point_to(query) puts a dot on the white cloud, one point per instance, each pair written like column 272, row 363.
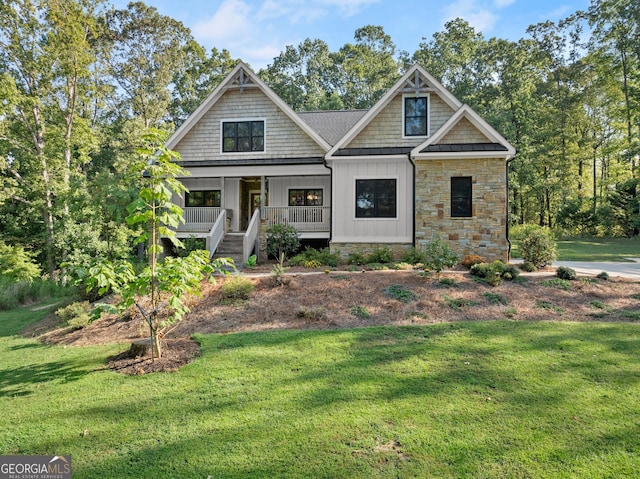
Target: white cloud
column 480, row 17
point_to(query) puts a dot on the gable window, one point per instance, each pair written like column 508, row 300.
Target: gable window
column 203, row 198
column 242, row 136
column 416, row 116
column 312, row 197
column 376, row 198
column 461, row 204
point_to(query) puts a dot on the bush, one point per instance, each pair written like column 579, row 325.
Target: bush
column 438, row 255
column 282, row 240
column 564, row 272
column 469, row 260
column 382, row 254
column 76, row 314
column 237, row 288
column 528, row 267
column 538, row 247
column 412, row 256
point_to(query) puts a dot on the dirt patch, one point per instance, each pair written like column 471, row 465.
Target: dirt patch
column 175, row 354
column 359, row 299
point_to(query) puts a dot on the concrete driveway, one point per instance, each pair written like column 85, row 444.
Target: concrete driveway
column 625, row 270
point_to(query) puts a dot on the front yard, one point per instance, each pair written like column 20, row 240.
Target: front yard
column 476, row 399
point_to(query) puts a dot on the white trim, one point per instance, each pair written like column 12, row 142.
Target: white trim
column 435, row 85
column 240, row 120
column 375, row 218
column 404, row 117
column 226, row 84
column 465, row 111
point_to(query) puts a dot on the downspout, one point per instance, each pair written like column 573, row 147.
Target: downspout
column 324, row 159
column 507, row 206
column 413, row 168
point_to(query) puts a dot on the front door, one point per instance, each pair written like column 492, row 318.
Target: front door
column 254, row 202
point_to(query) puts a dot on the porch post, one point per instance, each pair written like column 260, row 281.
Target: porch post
column 262, row 196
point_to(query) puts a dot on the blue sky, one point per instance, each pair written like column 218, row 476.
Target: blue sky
column 258, row 30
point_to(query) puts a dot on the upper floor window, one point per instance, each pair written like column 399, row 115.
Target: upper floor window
column 376, row 198
column 203, row 198
column 416, row 116
column 242, row 136
column 461, row 197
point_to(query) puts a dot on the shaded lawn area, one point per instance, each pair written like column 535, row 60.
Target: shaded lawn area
column 592, row 249
column 598, row 249
column 468, row 399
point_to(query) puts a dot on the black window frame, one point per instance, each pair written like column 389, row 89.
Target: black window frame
column 409, row 113
column 198, row 198
column 461, row 197
column 246, row 136
column 377, row 190
column 304, row 193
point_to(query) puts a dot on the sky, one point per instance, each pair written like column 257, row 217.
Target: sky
column 257, row 31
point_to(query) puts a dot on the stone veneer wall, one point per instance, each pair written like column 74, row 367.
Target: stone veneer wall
column 483, row 234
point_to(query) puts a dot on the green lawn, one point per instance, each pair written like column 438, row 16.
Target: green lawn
column 473, row 399
column 593, row 249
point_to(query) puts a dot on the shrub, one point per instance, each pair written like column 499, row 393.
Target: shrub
column 564, row 272
column 528, row 267
column 282, row 240
column 76, row 314
column 438, row 255
column 400, row 293
column 360, row 312
column 356, row 258
column 469, row 260
column 381, row 254
column 538, row 247
column 412, row 256
column 237, row 288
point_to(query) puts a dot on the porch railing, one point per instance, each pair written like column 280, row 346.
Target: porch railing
column 216, row 234
column 199, row 218
column 250, row 239
column 302, row 218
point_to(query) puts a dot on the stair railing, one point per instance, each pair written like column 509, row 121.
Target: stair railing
column 215, row 236
column 250, row 240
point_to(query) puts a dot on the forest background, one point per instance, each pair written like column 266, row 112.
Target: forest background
column 80, row 82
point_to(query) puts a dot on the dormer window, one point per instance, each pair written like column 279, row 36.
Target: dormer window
column 242, row 136
column 416, row 115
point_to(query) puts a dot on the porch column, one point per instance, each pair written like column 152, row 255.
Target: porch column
column 262, row 197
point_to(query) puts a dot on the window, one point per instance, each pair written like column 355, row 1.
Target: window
column 305, row 197
column 240, row 136
column 376, row 198
column 203, row 198
column 461, row 197
column 416, row 121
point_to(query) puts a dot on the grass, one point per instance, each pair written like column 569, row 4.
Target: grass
column 460, row 400
column 594, row 249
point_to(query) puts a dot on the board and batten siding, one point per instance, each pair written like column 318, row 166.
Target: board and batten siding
column 385, row 130
column 283, row 138
column 349, row 229
column 279, row 188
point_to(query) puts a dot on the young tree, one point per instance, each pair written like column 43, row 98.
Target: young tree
column 170, row 279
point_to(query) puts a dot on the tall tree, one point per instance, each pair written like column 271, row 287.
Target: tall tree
column 148, row 51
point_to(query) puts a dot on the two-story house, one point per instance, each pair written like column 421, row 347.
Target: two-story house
column 417, row 165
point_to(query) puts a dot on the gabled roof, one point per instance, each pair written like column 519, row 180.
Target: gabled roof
column 495, row 146
column 415, row 78
column 242, row 77
column 332, row 125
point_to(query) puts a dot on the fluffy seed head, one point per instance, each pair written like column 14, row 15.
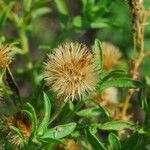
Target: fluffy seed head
column 111, row 55
column 5, row 56
column 70, row 71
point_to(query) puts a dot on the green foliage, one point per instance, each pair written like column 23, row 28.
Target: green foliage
column 34, row 27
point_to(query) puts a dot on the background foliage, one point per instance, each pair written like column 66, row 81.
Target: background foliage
column 34, row 28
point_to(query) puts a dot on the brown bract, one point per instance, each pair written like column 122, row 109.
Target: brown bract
column 70, row 71
column 5, row 56
column 111, row 55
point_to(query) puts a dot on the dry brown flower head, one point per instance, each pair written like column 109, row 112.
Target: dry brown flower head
column 70, row 71
column 111, row 55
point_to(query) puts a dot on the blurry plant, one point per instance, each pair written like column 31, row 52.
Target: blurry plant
column 85, row 87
-----
— EXERCISE —
Skip the pictures and print each record exactly as it stands.

— EXERCISE RESPONSE —
point_to(query) puts a dot on the white cloud, one point per instance, each pair written like column 272, row 363.
Target: white cloud
column 480, row 17
point_to(query) puts a dot on the gable window, one point per instance, each pair written like column 508, row 300.
Target: gable window
column 203, row 198
column 242, row 136
column 416, row 116
column 312, row 197
column 376, row 198
column 461, row 204
point_to(query) puts a dot on the bush, one point per instance, each pair written like column 579, row 325.
Target: bush
column 438, row 255
column 282, row 240
column 564, row 272
column 469, row 260
column 382, row 254
column 76, row 314
column 237, row 288
column 528, row 267
column 538, row 247
column 412, row 256
point_to(query) puts a dot on the dirt patch, one point per instance, each pair written like column 471, row 465.
Target: dirt patch
column 175, row 354
column 359, row 299
point_to(query) puts a dot on the concrete driveway, one point per instance, each pair written like column 85, row 444.
Target: concrete driveway
column 625, row 270
point_to(query) puts a dot on the front yard, one point per instance, each pair written like column 20, row 240.
Target: front yard
column 476, row 399
point_to(query) puts a dot on the white trim, one point per instance, each pair written like column 12, row 142.
Target: white trim
column 435, row 85
column 240, row 120
column 375, row 218
column 404, row 117
column 226, row 84
column 465, row 111
point_to(query) puts a dot on the downspout, one point per instance, each pair written like column 573, row 147.
Target: downspout
column 324, row 159
column 507, row 206
column 413, row 168
point_to(query) puts a dot on the front door, one point per instance, each pair written like column 492, row 318.
Target: front door
column 254, row 202
point_to(query) puts a dot on the porch post, one point per instance, each pair written like column 260, row 281.
Target: porch post
column 262, row 196
point_to(query) puts a dot on the blue sky, one point per instance, each pair written like column 218, row 476.
Target: blue sky
column 258, row 30
point_to(query) puts a dot on the upper floor window, one point per instance, each pair written like column 399, row 115.
Target: upper floor window
column 376, row 198
column 203, row 198
column 416, row 116
column 242, row 136
column 461, row 197
point_to(query) puts a dot on the shaded lawn area, one point per instance, each pair written like column 535, row 60.
Target: shaded lawn area
column 592, row 249
column 598, row 249
column 468, row 399
point_to(query) puts a dot on the black window frame, one point per instance, each pair written like column 389, row 89.
Target: black window frame
column 409, row 113
column 198, row 198
column 461, row 197
column 246, row 136
column 377, row 190
column 304, row 193
point_to(query) puts a dot on the sky, one point per instance, each pair written like column 257, row 217.
Target: sky
column 257, row 31
point_to(query) puts a dot on the stone veneer wall, one point per instance, each pair written like column 74, row 367.
Target: stone veneer wall
column 483, row 234
point_to(query) puts a dot on the green lawn, one point per instance, each pair written like column 438, row 16.
Target: green lawn
column 473, row 399
column 593, row 249
point_to(query) puts a dot on the shrub, one point per instance, each pair written like column 499, row 393.
Target: shrub
column 564, row 272
column 528, row 267
column 282, row 240
column 76, row 314
column 438, row 255
column 400, row 293
column 360, row 312
column 356, row 258
column 469, row 260
column 381, row 254
column 538, row 247
column 412, row 256
column 237, row 288
point_to(query) puts a dot on the porch railing, one point per instance, each pair written like column 280, row 346.
Target: porch railing
column 216, row 234
column 199, row 218
column 250, row 239
column 302, row 218
point_to(query) puts a dot on the stair railing, one point per instance, each pair written like column 509, row 121.
Target: stair railing
column 215, row 236
column 250, row 240
point_to(query) puts a dot on the forest background, one point per instance, each pair written like column 266, row 112.
Target: forest background
column 80, row 82
point_to(query) puts a dot on the dormer window, one point per instance, each pair written like column 279, row 36.
Target: dormer window
column 242, row 136
column 416, row 115
point_to(query) puts a dot on the porch column, one point per instance, each pair written like column 152, row 255.
Target: porch column
column 262, row 197
point_to(query) puts a dot on the window, one point per instance, each pair written like column 355, row 1.
Target: window
column 305, row 197
column 240, row 136
column 376, row 198
column 203, row 198
column 461, row 197
column 416, row 121
point_to(query) puts a dot on the grass, one point per instance, each pair written like column 569, row 4.
Target: grass
column 460, row 400
column 594, row 249
point_to(query) puts a dot on the board and batten siding, one point per instance, each pair written like column 318, row 166.
Target: board and batten siding
column 385, row 130
column 283, row 138
column 349, row 229
column 279, row 188
point_to(query) puts a dot on the young tree, one point per instance, each pair written like column 43, row 98.
Target: young tree
column 170, row 279
point_to(query) puts a dot on the tall tree, one point per instance, each pair written like column 271, row 287.
Target: tall tree
column 148, row 51
point_to(query) puts a dot on the two-story house, one point per instance, each pair written like column 421, row 347.
Target: two-story house
column 417, row 165
point_to(query) puts a dot on the gabled roof, one point per instance, each pair written like column 519, row 180.
Target: gabled roof
column 495, row 146
column 415, row 78
column 242, row 77
column 332, row 125
point_to(query) puts a dot on the fluffy seed head, one point per instance, each pair written like column 14, row 15.
Target: fluffy seed head
column 111, row 55
column 5, row 56
column 70, row 71
point_to(query) puts a dot on the green foliage, one point per instance, each pair written like column 23, row 28.
Target: green foliage
column 34, row 27
point_to(query) puts a dot on the background foliage, one point per instance, each pair written like column 66, row 81.
Target: background foliage
column 34, row 28
point_to(query) puts a dot on the brown bract, one point per instance, each pair written like column 122, row 109.
Target: brown bract
column 70, row 71
column 5, row 56
column 111, row 55
point_to(query) puts a dot on the dry brown flower head, one point per instance, each pair written like column 109, row 112.
Target: dry brown flower head
column 70, row 71
column 111, row 55
point_to(query) puts a dot on the blurry plant, one point per instance, each pair written like column 31, row 52.
Target: blurry plant
column 85, row 87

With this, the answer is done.